The National Chairman of the Poultry Farmers Association, Victor Oppong Adjei has disclosed that the introduction of the Planting for Food and Jobs (PFJ) saw an increase in the production of maize but the lack of measures to prevent the product from being taken out of the country marred the gains.

He claimed that hitherto the PFJ, farmers were cultivating about 2 metric tons per hectare and after money was injected into maize production, and fertilizer subsidies, the yields went up to about 6 metric tons per hectare.

“But unfortunately, what happened was that we allowed the neighbouring countries to buy the maize from Ghana and that created the shortage. After the introduction of Planting for Foods and Jobs, the yields went up but we allowed people from Burkina, Togo, Benin, Nigeria and other neighbouring countries to buy the maize from Ghana which caused the rise up of the price and it’s not coming down but continues to go up” Oppong Adjei explained.

He blamed the government for not instituting policies or measures to consolidate the strides it made with the Planting for Food and Jobs. The open market and lack of proper regulations allowed the foreigners to even go directly to the farms to buy the maize from the farmers.

The availability of maize coupled with the high price is affecting poultry production.

The government however blames the Russian Ukraine war for the situation though the farmers claim the situation started several months before the war.

···

§ YOUR TASK
Quote the entire report above on maize production under Planting for Food and Jobs, word for word.

§ Stored data entries
···

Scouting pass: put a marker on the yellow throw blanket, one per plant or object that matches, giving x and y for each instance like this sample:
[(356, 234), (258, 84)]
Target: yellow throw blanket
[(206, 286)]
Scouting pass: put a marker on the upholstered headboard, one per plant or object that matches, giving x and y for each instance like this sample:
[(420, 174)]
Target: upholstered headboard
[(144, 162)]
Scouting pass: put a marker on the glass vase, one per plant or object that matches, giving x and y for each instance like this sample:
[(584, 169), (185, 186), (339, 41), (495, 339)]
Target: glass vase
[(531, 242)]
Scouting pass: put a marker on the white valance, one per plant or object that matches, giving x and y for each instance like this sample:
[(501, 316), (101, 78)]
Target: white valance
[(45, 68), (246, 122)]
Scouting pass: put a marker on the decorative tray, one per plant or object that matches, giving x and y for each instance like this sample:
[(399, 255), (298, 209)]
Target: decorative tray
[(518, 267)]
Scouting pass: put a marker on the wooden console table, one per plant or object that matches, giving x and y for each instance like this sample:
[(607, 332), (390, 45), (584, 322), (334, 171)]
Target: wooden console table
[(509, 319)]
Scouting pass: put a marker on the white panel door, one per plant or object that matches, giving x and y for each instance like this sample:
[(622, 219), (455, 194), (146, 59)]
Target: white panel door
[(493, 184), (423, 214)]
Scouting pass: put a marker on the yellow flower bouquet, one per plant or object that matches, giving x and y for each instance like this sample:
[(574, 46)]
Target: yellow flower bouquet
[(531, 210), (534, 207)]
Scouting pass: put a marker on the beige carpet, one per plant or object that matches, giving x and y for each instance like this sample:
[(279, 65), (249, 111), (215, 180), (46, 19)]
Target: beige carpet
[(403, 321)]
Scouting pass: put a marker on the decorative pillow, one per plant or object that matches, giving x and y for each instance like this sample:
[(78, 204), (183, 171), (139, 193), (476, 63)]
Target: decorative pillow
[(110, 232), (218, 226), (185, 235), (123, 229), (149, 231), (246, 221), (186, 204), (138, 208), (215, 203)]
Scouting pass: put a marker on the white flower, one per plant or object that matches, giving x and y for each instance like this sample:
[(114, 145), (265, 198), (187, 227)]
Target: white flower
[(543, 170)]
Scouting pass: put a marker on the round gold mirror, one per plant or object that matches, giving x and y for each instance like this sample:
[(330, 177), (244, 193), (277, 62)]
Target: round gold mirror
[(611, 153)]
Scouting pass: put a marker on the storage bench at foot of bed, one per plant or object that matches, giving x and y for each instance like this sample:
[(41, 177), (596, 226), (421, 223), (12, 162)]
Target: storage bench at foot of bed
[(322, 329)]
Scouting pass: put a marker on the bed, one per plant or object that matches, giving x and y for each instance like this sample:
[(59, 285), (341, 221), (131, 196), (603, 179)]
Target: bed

···

§ OUTPUT OF THE EXERCISE
The National Chairman of the Poultry Farmers Association, Victor Oppong Adjei has disclosed that the introduction of the Planting for Food and Jobs (PFJ) saw an increase in the production of maize but the lack of measures to prevent the product from being taken out of the country marred the gains.

He claimed that hitherto the PFJ, farmers were cultivating about 2 metric tons per hectare and after money was injected into maize production, and fertilizer subsidies, the yields went up to about 6 metric tons per hectare.

“But unfortunately, what happened was that we allowed the neighbouring countries to buy the maize from Ghana and that created the shortage. After the introduction of Planting for Foods and Jobs, the yields went up but we allowed people from Burkina, Togo, Benin, Nigeria and other neighbouring countries to buy the maize from Ghana which caused the rise up of the price and it’s not coming down but continues to go up” Oppong Adjei explained.

He blamed the government for not instituting policies or measures to consolidate the strides it made with the Planting for Food and Jobs. The open market and lack of proper regulations allowed the foreigners to even go directly to the farms to buy the maize from the farmers.

The availability of maize coupled with the high price is affecting poultry production.

The government however blames the Russian Ukraine war for the situation though the farmers claim the situation started several months before the war.